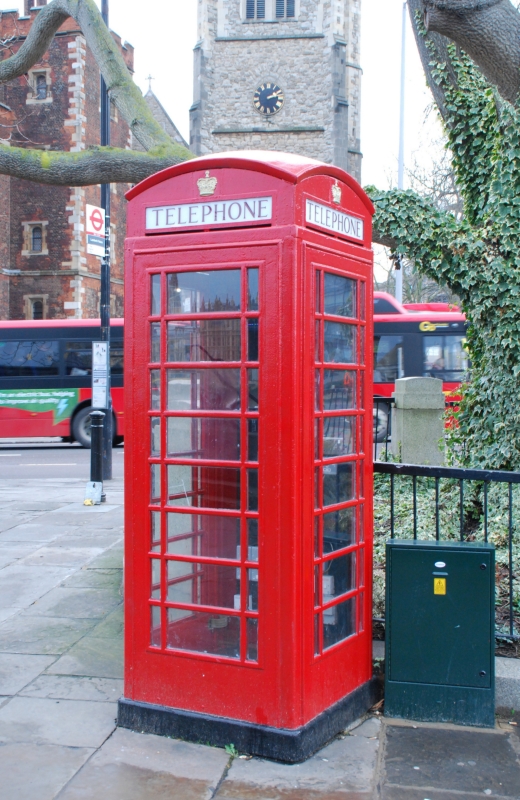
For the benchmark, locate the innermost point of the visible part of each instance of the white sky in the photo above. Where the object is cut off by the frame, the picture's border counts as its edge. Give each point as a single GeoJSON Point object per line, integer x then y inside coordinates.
{"type": "Point", "coordinates": [163, 33]}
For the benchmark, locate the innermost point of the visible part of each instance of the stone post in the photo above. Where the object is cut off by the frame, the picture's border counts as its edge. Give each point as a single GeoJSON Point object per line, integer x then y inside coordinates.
{"type": "Point", "coordinates": [417, 421]}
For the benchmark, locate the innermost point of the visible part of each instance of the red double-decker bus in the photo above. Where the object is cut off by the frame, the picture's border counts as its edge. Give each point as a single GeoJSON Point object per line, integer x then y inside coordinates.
{"type": "Point", "coordinates": [46, 376]}
{"type": "Point", "coordinates": [416, 339]}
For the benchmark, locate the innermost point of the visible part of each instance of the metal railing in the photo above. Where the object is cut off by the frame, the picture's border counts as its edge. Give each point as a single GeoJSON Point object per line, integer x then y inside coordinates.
{"type": "Point", "coordinates": [467, 512]}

* [Directions] Copy out all the lines above word for word, leaving out the pictures.

* [Output for this exercise]
For the benchmark, locate the innermost point of the visible part of each instance of the white sky in the photo above. Where the object is cut off by the frame, the picture's border counts as its edge. Give each point as a single GeoJSON Point object per line, integer x then y inside coordinates.
{"type": "Point", "coordinates": [163, 33]}
For the benchmark, locate the innermost point of the visible part of each instance of the stone post in the photo above. Where the object is cut off by the frame, the picture's border counts as its edge. Give each point as a single GeoJSON Point object per line, integer x then y inside coordinates.
{"type": "Point", "coordinates": [417, 421]}
For the benchmark, locate the innermost point of the visible part of each instance of the red double-decker bus in the photo above. Where the object is cut off by the frame, the picture's border counts as its edge. Give each point as a single GeoJSON Point object per line, integer x then y inside coordinates.
{"type": "Point", "coordinates": [46, 376]}
{"type": "Point", "coordinates": [416, 339]}
For the benchmark, locate the innermost point of the visible part of each instance of the metal railing in the photo above. Where the object is cut off by the frame, the picture's border counts as its edge. Give each point as a single GeoJSON Point object per line, integer x then y inside coordinates.
{"type": "Point", "coordinates": [467, 512]}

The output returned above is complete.